Given task A. Check the passage on computing derivatives against each statement below and answer yes or no for each, quoting the words of the passage that decide it: (i) static computational graphs were later replaced by dynamic computational graphs in PyTorch; (ii) the passage names four main differentiation techniques used in machine learning; (iii) automatic differentiation relies on the chain rule.
Given task B. Please reproduce word for word the part of the passage on computing derivatives that opens with the words containing "Now that the" and closes with "simple functions [65].".

Article.
Now that the optimisers require derivatives, we need to compute the derivatives efficiently and accurately. There are three main techniques that have been successfully used in machine learning: numerical [59], symbolic [60] and automatic differentiations [8]. After the release of TensorFlow 1.0 in 2015, static computational graphs was the standard data structure for representing NNs, which was later substituted with dynamic computational graphs in PyTorch [61, 62]. These libraries use forward-mode or reverse-mode automatic differentiation to compute the derivatives within a computational graph [63]. The automatic differentiation computes the derivative of the loss with respect to weights using the chain rule [64] in differential calculus with a hard-coded expression for the derivative of simple functions [65].

Let us say that we are using the gradient-descent method (Eq. 6) for optimising the weight/parameters.

$${\varvec{w}}^{\left( k\right) }:={\varvec{w}}^{\left( k\right) } -\alpha \frac{\partial J}{\partial {\varvec{w}}^{\left( k\right) }},$$

(6)

Dataset entries.
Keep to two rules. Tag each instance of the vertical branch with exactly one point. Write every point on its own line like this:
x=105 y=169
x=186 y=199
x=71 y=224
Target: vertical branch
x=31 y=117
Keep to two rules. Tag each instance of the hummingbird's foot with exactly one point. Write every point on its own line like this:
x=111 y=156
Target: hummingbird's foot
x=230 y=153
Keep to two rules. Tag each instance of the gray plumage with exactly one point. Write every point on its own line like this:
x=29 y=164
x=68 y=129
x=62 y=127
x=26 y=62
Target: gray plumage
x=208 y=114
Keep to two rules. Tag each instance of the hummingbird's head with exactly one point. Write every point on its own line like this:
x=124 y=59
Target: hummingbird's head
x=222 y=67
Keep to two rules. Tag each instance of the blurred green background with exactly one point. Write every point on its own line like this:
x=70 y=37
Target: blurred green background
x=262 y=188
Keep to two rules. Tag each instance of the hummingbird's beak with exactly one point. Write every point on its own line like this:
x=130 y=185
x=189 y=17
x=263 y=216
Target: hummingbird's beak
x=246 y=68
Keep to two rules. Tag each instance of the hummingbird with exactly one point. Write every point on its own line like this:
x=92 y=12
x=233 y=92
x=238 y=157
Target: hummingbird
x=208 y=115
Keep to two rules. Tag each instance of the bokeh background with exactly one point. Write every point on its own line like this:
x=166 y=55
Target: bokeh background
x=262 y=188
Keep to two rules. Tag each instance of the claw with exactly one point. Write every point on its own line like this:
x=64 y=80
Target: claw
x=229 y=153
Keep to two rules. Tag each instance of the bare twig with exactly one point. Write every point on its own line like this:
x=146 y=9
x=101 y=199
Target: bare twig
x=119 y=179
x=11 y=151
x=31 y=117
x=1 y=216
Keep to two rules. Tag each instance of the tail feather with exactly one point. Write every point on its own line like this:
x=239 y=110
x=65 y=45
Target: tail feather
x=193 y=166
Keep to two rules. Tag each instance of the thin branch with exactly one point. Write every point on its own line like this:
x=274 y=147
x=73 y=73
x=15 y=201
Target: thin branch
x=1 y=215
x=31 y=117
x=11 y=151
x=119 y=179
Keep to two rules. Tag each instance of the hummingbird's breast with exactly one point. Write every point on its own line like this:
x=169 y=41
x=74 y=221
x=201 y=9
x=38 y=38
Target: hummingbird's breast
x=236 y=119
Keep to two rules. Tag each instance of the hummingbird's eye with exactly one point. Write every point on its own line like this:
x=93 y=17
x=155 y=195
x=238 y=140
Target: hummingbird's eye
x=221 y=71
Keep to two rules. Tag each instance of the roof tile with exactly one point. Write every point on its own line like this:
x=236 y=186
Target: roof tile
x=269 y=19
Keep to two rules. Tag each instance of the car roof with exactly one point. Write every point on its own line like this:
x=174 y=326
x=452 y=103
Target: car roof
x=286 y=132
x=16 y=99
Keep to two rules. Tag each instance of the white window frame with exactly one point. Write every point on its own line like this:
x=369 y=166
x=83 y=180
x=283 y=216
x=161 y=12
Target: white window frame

Full answer A.
(i) Yes: "which was later substituted with dynamic computational graphs in PyTorch"
(ii) No: "There are three main techniques that have been successfully used in machine learning"
(iii) Yes: "using the chain rule"

Full answer B.
Now that the optimisers require derivatives, we need to compute the derivatives efficiently and accurately. There are three main techniques that have been successfully used in machine learning: numerical [59], symbolic [60] and automatic differentiations [8]. After the release of TensorFlow 1.0 in 2015, static computational graphs was the standard data structure for representing NNs, which was later substituted with dynamic computational graphs in PyTorch [61, 62]. These libraries use forward-mode or reverse-mode automatic differentiation to compute the derivatives within a computational graph [63]. The automatic differentiation computes the derivative of the loss with respect to weights using the chain rule [64] in differential calculus with a hard-coded expression for the derivative of simple functions [65].